§ **Artikel**:
Situbondo, Bhirawa
Saat ini sedikitnya ada delapan desa di Kabupaten Situbondo yang akan menjadi desa inklusi baru. Kedelapan desa tersebut diantaranya desa Trebungan dan Tanjung Glugur, Kecamatan Mangaran, Desa Juglangan, Klampokan, Curah Jeru, Tenggir Kecamatan Panji, Desa Kapongan dan Olean Kecamatan Kapongan. Sebelumnya sudah ada tujuh desa yang lebih dahulu menjadi desa inklusi. Jadi total ada 15 desa inklusi.
Menurut Bupati Situbondo Karna Suswandi, kedelapan desa baru tersebut baru tahun ini akan menjadi desa inklusi. Maka, kata Bupati Karna, desa desa itu akan mendapatkan pendampingan dari PPDiS (Pelopor Peduli Disabilitas Situbondo). “Ini sebagai salah satu upaya membuka mindset masyarakat tentang kesetaraan hak,” kupas Bupati Karna.
Selain itu, sambung Bupati Karna, dalam program ini pihaknya akan memperlakukan dan memberi kesempatan yang sama bagi kalangan penyandang disabilitas sehingga mampu berdaya dan mampu bersaing dengan yang lainnya.
“Untuk itu, diperlukan sinergitas, kolaboratif dan keterlibatan publik dalam pembangunan inklusif yang baik. Sehingga kita membangun tanpa ada yang tertinggal,” ujarnya saat memberikan arahan pada pembukaan acara Rakor Peningkatan Kapasitas Kelembagaan Difabel, di Pendopo Arya, Selasa (16/7).
Mantan Kepala Dinas PUPP Kabupaten Bondowoso itu berharap, ke depan seluruh desa di Situbondo bisa mengimplementasikan kebijakan pembangunan inklusi dengan memperhatikan seluruh indikator yang ada.

Entri data hasil ekstraksi
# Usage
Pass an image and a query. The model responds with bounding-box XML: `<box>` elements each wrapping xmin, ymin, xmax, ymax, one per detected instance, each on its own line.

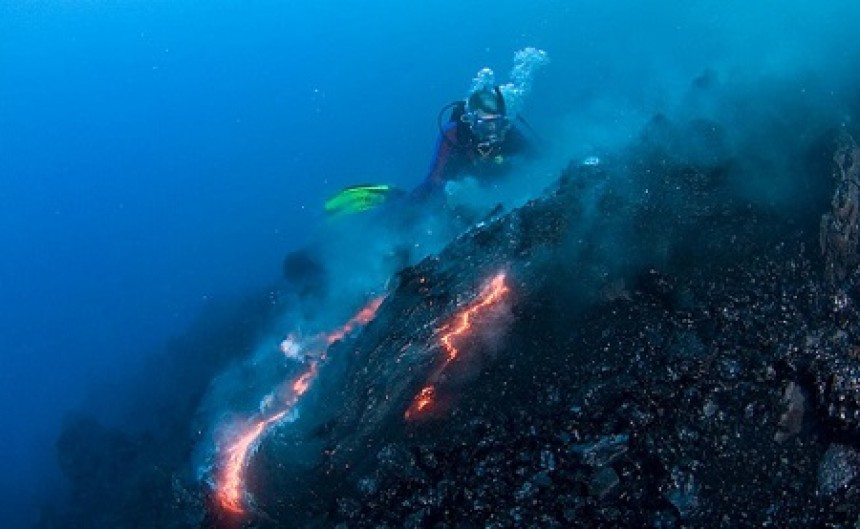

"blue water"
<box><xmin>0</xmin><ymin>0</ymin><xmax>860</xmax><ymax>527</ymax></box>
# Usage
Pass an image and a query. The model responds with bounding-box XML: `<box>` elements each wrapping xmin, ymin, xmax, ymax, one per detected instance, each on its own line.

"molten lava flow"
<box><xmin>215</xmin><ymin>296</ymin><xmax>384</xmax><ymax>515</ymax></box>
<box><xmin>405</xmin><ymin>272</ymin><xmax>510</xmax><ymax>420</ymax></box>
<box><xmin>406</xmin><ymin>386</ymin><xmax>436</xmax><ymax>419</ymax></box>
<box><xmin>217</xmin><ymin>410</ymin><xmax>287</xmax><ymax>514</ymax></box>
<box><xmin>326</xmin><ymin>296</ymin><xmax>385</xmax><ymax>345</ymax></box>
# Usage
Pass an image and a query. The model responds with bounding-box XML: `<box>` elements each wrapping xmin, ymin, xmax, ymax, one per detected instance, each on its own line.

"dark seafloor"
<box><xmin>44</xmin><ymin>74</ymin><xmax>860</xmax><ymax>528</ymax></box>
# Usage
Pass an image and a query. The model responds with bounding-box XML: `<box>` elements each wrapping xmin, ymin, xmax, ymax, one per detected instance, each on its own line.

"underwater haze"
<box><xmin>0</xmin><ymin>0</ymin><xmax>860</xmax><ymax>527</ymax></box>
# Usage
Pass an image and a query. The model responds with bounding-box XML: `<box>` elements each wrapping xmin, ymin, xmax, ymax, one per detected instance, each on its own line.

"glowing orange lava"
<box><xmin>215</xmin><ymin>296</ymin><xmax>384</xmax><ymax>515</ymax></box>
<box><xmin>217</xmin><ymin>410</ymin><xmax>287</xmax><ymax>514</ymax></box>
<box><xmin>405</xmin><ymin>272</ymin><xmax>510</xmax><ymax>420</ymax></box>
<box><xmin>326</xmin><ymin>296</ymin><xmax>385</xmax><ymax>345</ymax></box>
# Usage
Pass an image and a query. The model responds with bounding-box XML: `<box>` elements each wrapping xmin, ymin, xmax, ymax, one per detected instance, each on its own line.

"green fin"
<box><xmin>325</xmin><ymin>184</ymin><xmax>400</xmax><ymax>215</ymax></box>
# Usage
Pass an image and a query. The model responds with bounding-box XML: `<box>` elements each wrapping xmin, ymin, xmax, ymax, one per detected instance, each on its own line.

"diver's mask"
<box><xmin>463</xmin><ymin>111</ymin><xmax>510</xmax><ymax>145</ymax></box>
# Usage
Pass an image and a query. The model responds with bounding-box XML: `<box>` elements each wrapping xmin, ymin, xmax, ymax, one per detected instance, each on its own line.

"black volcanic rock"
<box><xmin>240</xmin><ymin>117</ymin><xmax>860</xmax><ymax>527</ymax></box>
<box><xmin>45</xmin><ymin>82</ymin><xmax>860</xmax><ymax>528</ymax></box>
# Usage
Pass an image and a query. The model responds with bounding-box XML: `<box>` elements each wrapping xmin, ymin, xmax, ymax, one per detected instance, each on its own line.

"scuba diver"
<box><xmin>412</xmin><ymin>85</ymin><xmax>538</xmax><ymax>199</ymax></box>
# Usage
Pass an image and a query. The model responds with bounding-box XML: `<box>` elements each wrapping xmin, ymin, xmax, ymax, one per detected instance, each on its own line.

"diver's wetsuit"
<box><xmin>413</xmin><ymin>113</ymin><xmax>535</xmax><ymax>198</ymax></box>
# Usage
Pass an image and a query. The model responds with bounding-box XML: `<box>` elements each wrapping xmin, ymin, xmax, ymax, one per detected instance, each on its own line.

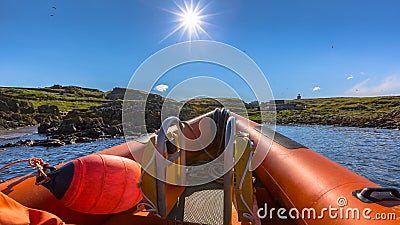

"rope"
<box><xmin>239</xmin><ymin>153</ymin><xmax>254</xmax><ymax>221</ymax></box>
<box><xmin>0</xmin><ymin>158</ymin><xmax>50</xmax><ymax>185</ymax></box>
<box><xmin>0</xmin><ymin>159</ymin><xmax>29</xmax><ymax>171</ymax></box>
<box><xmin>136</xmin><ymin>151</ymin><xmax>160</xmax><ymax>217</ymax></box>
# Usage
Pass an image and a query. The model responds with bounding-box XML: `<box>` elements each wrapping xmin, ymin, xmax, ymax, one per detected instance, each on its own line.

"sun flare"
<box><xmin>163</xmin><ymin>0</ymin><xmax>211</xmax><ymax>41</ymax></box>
==
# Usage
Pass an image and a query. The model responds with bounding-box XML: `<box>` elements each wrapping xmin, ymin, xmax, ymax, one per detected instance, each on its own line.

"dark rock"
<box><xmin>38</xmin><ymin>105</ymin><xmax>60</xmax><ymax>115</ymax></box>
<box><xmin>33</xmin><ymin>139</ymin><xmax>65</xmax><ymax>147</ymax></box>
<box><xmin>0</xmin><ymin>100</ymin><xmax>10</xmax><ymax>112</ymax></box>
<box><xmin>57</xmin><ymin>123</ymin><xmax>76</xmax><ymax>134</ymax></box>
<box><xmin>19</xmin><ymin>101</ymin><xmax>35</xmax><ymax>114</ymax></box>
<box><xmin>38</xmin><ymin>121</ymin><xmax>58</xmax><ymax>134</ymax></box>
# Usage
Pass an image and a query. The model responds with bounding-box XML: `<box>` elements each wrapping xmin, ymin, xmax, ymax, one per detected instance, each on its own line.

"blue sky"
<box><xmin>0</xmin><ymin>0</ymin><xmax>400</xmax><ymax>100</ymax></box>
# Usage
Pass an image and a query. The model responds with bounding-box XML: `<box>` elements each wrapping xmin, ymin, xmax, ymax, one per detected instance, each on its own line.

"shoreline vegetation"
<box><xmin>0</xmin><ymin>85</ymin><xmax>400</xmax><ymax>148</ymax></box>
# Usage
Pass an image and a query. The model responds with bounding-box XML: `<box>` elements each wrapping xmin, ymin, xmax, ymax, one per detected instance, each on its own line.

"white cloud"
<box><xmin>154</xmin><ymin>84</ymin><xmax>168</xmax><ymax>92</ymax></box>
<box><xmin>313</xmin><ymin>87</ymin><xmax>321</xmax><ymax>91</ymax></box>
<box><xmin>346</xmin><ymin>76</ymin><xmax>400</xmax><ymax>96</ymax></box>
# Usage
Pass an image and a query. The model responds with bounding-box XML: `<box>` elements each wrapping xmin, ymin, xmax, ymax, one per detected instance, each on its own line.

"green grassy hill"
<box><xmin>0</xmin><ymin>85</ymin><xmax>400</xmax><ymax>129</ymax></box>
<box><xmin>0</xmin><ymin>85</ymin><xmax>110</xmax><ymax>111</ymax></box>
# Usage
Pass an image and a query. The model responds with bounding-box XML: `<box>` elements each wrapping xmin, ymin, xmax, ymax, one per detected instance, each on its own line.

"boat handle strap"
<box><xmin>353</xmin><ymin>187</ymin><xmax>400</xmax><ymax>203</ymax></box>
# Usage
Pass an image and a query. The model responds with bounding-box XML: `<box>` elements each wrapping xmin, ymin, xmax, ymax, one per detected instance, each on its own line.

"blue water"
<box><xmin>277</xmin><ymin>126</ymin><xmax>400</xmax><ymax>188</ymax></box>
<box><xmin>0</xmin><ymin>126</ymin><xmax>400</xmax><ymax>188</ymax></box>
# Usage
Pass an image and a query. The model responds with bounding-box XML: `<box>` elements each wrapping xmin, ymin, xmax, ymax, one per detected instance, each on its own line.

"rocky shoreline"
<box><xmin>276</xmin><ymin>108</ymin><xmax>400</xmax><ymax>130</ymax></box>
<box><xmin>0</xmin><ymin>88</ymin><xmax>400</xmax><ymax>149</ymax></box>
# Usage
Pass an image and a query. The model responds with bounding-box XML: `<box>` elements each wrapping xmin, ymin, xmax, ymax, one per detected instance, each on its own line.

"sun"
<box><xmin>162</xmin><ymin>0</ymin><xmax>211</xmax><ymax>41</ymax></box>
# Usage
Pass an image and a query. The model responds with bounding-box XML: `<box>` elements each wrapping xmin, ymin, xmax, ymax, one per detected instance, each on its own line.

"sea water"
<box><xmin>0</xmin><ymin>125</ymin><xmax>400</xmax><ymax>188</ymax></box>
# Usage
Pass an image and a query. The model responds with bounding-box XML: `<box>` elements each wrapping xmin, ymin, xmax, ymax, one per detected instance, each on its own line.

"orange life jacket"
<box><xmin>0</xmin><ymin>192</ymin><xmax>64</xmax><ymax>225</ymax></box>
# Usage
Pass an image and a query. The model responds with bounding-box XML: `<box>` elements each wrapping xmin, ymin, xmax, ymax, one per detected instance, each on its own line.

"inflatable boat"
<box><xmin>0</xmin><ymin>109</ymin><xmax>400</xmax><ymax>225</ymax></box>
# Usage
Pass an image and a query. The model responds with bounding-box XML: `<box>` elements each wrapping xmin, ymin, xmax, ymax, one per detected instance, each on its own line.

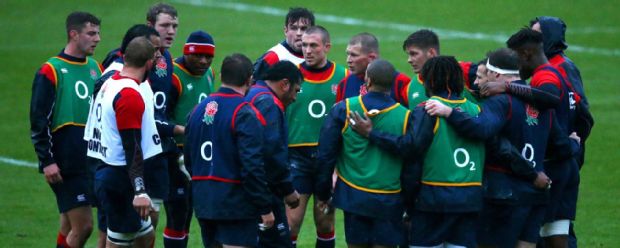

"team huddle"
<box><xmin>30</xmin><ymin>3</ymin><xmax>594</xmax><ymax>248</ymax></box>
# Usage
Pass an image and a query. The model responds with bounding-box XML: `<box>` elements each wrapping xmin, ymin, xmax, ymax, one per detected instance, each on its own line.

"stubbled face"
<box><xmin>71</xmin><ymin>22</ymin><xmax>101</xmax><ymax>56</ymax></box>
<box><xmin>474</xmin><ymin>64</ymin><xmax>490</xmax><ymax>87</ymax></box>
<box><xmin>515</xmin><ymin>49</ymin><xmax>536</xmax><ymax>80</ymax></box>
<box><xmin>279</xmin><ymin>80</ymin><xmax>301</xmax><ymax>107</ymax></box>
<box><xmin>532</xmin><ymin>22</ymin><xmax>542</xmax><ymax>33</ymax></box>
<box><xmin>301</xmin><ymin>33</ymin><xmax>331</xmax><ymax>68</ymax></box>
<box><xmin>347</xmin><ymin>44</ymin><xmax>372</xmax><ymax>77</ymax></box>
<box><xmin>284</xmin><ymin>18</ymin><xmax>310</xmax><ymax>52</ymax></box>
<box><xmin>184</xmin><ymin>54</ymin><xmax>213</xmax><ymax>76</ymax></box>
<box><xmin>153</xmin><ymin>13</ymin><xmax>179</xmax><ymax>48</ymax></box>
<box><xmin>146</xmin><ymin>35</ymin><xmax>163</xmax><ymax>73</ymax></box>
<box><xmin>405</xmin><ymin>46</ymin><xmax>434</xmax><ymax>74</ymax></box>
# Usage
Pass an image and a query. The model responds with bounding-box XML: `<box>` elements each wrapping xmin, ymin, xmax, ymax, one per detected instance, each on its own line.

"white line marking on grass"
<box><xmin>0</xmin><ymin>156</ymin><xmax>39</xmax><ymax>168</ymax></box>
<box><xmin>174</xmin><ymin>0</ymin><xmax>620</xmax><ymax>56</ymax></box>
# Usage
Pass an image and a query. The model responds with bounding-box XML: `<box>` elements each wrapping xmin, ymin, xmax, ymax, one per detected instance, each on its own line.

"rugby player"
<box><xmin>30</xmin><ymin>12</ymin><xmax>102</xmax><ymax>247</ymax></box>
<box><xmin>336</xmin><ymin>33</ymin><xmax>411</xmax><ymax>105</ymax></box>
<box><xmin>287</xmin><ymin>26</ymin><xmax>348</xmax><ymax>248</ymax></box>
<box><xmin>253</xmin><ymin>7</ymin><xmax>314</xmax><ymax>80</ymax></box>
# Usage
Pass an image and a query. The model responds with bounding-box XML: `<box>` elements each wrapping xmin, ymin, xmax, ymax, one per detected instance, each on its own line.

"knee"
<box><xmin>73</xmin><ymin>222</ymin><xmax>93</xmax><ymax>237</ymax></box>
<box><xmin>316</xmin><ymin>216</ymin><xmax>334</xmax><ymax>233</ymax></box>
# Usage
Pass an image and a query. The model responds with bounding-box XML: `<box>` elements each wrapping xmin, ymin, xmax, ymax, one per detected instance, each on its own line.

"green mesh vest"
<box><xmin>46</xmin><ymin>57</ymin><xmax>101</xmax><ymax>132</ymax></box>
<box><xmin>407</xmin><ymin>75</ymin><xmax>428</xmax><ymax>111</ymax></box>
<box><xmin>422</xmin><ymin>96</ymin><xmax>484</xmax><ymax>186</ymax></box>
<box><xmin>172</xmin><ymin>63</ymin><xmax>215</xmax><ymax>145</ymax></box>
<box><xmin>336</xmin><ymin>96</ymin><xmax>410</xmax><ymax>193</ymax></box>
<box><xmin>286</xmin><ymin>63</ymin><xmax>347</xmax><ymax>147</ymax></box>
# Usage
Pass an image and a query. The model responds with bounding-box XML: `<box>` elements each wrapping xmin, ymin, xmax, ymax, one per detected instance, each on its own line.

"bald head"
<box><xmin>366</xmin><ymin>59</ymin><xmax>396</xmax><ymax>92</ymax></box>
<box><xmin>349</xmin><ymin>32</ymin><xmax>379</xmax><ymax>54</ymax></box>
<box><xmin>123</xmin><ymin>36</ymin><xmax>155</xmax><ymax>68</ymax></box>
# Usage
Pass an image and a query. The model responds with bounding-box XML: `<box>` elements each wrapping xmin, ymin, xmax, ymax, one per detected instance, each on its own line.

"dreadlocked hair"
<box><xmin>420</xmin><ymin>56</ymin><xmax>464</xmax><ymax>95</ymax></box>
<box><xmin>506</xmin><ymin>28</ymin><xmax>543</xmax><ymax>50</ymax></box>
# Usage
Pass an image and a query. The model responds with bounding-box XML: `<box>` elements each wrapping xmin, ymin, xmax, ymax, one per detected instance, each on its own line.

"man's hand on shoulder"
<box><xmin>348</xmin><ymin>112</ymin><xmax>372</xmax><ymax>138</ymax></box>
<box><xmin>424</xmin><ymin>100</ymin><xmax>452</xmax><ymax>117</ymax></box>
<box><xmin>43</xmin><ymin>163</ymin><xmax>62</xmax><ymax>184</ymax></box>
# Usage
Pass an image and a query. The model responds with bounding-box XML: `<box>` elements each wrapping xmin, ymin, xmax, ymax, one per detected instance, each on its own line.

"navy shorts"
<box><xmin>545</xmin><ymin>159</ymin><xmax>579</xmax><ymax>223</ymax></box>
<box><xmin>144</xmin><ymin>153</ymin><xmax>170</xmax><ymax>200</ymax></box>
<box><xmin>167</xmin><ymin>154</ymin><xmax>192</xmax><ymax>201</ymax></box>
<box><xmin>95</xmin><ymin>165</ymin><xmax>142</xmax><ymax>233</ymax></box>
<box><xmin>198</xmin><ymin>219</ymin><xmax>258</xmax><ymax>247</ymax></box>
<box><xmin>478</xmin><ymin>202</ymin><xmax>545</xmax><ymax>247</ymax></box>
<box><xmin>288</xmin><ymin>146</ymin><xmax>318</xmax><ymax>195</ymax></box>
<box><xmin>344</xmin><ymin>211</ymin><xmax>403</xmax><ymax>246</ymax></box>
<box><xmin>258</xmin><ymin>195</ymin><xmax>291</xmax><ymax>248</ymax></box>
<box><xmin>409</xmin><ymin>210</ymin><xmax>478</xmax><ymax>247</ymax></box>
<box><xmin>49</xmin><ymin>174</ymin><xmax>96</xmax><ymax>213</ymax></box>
---
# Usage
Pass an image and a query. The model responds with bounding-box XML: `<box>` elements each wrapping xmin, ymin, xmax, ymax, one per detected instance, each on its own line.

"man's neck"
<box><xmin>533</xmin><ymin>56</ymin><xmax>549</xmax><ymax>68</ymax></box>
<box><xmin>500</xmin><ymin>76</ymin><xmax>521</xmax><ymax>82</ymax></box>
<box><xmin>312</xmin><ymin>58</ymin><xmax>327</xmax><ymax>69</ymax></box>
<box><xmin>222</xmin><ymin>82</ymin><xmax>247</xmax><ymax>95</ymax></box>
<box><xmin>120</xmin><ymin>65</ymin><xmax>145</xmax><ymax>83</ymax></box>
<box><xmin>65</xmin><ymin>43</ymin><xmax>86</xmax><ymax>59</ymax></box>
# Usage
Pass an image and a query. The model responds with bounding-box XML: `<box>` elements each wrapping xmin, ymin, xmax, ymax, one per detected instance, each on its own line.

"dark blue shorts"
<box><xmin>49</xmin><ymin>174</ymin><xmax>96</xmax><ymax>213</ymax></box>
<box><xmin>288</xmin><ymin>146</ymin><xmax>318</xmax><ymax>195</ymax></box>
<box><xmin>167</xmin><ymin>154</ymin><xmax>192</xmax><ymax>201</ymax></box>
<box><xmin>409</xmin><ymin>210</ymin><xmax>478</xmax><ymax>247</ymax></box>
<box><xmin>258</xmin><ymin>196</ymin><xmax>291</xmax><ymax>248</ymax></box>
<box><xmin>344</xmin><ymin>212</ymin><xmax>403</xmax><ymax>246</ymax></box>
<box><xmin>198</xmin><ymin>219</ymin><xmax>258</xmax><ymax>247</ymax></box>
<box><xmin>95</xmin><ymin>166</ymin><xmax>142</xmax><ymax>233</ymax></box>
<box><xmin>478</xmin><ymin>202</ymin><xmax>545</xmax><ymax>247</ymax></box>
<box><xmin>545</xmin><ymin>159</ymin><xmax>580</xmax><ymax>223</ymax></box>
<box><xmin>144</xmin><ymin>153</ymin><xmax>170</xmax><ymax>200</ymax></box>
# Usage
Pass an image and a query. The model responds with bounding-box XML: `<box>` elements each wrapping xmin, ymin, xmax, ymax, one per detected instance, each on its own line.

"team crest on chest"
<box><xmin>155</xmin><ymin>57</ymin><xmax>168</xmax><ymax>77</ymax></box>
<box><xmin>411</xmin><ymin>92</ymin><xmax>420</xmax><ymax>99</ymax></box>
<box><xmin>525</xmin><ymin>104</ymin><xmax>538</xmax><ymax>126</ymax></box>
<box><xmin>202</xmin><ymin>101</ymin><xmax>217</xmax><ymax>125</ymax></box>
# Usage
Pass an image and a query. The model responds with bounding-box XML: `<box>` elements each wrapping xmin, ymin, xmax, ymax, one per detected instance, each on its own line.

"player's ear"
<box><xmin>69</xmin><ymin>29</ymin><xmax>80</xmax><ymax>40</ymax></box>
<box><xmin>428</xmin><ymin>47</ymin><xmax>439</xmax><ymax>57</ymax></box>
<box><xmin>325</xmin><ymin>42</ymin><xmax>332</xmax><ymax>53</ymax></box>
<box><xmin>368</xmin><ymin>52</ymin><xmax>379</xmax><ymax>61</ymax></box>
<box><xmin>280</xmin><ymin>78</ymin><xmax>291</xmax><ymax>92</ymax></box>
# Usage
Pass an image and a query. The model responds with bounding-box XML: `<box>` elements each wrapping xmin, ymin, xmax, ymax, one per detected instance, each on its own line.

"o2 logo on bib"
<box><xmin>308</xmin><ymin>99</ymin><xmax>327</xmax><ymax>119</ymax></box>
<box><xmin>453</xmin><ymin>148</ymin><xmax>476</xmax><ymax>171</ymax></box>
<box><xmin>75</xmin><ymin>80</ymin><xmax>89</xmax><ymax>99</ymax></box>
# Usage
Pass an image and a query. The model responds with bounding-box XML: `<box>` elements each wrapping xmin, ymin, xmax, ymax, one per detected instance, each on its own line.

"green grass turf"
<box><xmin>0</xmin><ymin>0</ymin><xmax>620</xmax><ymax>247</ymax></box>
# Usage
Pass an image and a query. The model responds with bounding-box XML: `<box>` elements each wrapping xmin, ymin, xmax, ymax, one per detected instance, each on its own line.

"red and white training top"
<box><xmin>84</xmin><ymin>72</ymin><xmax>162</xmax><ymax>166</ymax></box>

§ **Langkah Pengerjaan**:
1. Salin kembali bagian artikel desa inklusi Situbondo, mulai dari "Selain itu, sambung" dan berakhir pada "indikator yang ada.", lalu ganti "penyandang disabilitas" dengan "kaum difabel".
2. Sebutkan semua desa yang disebut dalam artikel desa inklusi Situbondo sebagai calon desa inklusi baru.
3. Teruskan artikel tentang desa inklusi di Situbondo mulai setelah kalimat terakhirnya.

§ **Jawaban Tiap Tugas**:
1.
Selain itu, sambung Bupati Karna, dalam program ini pihaknya akan memperlakukan dan memberi kesempatan yang sama bagi kalangan kaum difabel sehingga mampu berdaya dan mampu bersaing dengan yang lainnya.
“Untuk itu, diperlukan sinergitas, kolaboratif dan keterlibatan publik dalam pembangunan inklusif yang baik. Sehingga kita membangun tanpa ada yang tertinggal,” ujarnya saat memberikan arahan pada pembukaan acara Rakor Peningkatan Kapasitas Kelembagaan Difabel, di Pendopo Arya, Selasa (16/7).
Mantan Kepala Dinas PUPP Kabupaten Bondowoso itu berharap, ke depan seluruh desa di Situbondo bisa mengimplementasikan kebijakan pembangunan inklusi dengan memperhatikan seluruh indikator yang ada.

2.
- Trebungan
- Tanjung Glugur
- Juglangan
- Klampokan
- Curah Jeru
- Tenggir
- Kapongan
- Olean

3.
Sementara itu, Luluk Ariyantini, Ketua PPDIS Kabupaten Situbondo, menerangkan, perbedaan desa umum dengan desa inklusi itu terletak pada ada tidaknya regulasi yang mengatur tentang disabilitas. Selain itu, tambah Luluk, ada akses yang ramah terhadap disabilitas, utamanya akses sarana prasarana. “Minimalnya itu di kantor desa ada bidang miringnya, ada toilet ramah disabilitas. Keduanya itu bisa dimasukkan kepada akses disabilitas,” katanya.
Luluk melanjutkan, pendampingan terhadap desa-desa untuk menjadi desa inklusi dilakukan bertahap sebagaimana kontrak dengan PPDiS yakni dari desa 2022 hingga 2025.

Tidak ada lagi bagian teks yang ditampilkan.